### Belirtilen hedef:
Mahmut'la Karşıyaka'da Suriyeli bir çocuğa rastlanmasını anlatan metni, son cümlesinden sonrasını yazarak sürdürün.

### Metin bölümü:
**********

Karşıyaka’ya geçtik sonrasında Mahmut’la, telefoncudan ekran koruyucu alacaktık. Tam o sırada bir müşteri daha girdi dükkana. Bir selfi çubuğu istedi, dükkan sahibi 25 lira dedi, alışveriş tamamlanınca müşteri çıkışa yöneldi. Ardından biz de tam çıkarken dükkandan, Suriyeli bir çocuk açım diye yanaştı bize. Çocuğu dönerciye götürüp yemek ısmarladık.

Ardından Mahmut’la oturduk kahvede, bir çay içelim dedik. O sıra dikkat ettim, Mahmut düşünceli.

Ne oldu Mahmut?” dedim.

Abi Suriyeli çocuğu düşündüm içim yandı. Nasıl bir dünya bu ki ufak çocuklara bile yaşam hakkı vermiyor. Düşünüyorum, bir çocuğum olsa ve benle eşim kaza yapsak, anne babalarımız da ölmüş olsaydı, ne olurdu çocuğumun hali? Düşünüyorum deniz kıyısındaki cansız Aylan bebeği, Mardin’de devlet adamlarının da dahliyle tecavüze uğrayan 16 yaşındaki N.Ç.’yi, Ensar Vakfı’nda yaşananları. Tüylerim diken diken oluyor.”

Ee” dedim, “Mahmut, yani ne yapmalı?”

**********

### Veriler:
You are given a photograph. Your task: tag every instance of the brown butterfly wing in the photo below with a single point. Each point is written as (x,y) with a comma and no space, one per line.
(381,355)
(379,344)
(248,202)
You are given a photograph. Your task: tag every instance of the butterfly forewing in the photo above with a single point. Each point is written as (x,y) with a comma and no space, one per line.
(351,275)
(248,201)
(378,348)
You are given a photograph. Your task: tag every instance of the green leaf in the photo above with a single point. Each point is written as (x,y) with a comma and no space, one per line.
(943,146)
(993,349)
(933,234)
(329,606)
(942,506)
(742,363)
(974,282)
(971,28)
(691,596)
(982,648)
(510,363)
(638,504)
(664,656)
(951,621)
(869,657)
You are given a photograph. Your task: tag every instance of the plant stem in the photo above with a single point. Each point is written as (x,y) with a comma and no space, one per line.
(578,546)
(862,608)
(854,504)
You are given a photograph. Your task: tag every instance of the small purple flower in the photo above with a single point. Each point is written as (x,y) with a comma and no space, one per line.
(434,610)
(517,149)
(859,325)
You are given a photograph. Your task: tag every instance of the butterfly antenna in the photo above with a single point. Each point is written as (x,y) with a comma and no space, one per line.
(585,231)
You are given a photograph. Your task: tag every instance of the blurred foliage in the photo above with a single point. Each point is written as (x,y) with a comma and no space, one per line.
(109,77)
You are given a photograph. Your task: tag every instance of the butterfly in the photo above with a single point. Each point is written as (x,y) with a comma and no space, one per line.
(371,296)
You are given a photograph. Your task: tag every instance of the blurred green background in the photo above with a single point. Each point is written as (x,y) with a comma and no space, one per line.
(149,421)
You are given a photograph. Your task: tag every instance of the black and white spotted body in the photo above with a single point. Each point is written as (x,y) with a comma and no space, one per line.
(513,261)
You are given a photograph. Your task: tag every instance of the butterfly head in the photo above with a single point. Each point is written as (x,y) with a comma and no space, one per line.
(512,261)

**********

### Yanıt aşağıda:
Dedi ki Mahmut bana, “Hani Dost Cam direnişine gittik ya bugün, ne güzeldi. O abla dimdik ayakta, oradaki herkes birbirine yardım etmekte, biri çayı, biri yemeği, biri temizliği bölüşmüş durumda. Bir de üstüne her gelen misafire güleryüz gösteriyorlar. Düşünüyorum abi, bizim böyle bir dünyaya ihtiyacımız var. Çocuğumun böyle bir dünyaya ihtiyacı var. Ancak böyle bir toplum sağlar tüm insanlığın güvencesini.

Yani demem o ki bu ülkede 25 milyon işçi dünyayı üretiyoruz, bir avuç zengine kâr ettiriyoruz. Peki karşılığında daha fazla yoksullaşmıyor muyuz? Daha fazla ölüp fıtrata kurban gitmiyor muyuz? O halde neye boyun eğiyoruz? Bu bir sınıf kavgası...”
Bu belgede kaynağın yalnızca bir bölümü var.